EXTRACT PROVIDED
- Origin: Kraków, Poland
- Genres: Death metal, doom metal (early)
- Years active: 1994–2008 (hiatus in 2005)
- Label: Empire Records
- Past members: Kuba Kogut Piotr "VX" Kopeć Paweł "Fafson" Kolasa Michał "Banan" Nasiadka Grzegorz "Felo" Feliks Łukasz Wronka Piotr "Pita" Stepkowski Marcin "Bochaj" Bochajewski Rafał "Kastor" Kastory Paweł Węgrzyn Miłosz "Milo" Likowski Adrian "Covan" Kowanek
- Website: ars.metal.pl

= Atrophia Red Sun =

Polish death metal band

Atrophia Red Sun was a Polish death metal band from Kraków.

==Biography==
Keyboardist Piotr Kopeć formed the band in 1994. The first line-up consisted of Adrian Kowanek (vocals), Piotr Stepkowski (guitar), Marcin Bochajewski (guitar), Michal Nasiadka (bass guitar), and Pawel Wegrzyn (drums). Their first effort, Painful Love, was released in 1995 by the label Croon Records; its songs could be described as doom metal with lyrics dealing with love.

DATA LINES
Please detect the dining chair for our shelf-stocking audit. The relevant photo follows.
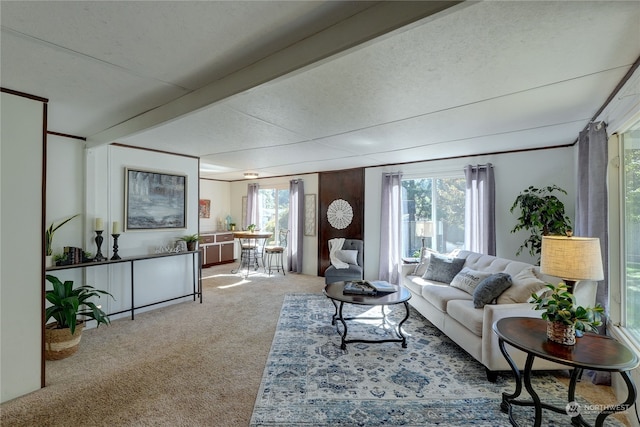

REQUIRED TASKS
A – Using the Atrophia Red Sun text, decide whether each statement agrees with it, and answer yes or no with the deciding words quoted: (i) The band was formed in 1994 by its keyboardist, Piotr Kopeć. (ii) Painful Love was released by Empire Records. (iii) The band's active years ended in 2005.
B – Extend the Atrophia Red Sun text, picking up right after its final sentence.
The data placed after the text come from a different source.

RESULTS BY TASK
A –
(i) Yes: "Keyboardist Piotr Kopeć formed the band in 1994."
(ii) No: "was released in 1995 by the label Croon Records"
(iii) No: "Years active: 1994–2008 (hiatus in 2005)"

B –
In 1997, Atrophia Red Sun recorded their second album, Fears, a different album musically and lyrically — a personal and pessimistic view of the world. The band had turned from doom metal to a more progressive sound.

1998 and 1999 brought many changes. The band was without guitarists and a bass player, and it wasn't until 2001 that they started rehearsing again with a full line-up. In 2001 and 2002, Atrophia Red Sun recorded a promo and a demo, and in 2003 they released Twisted Logic, their third full-length album. The band took a year off in 2005.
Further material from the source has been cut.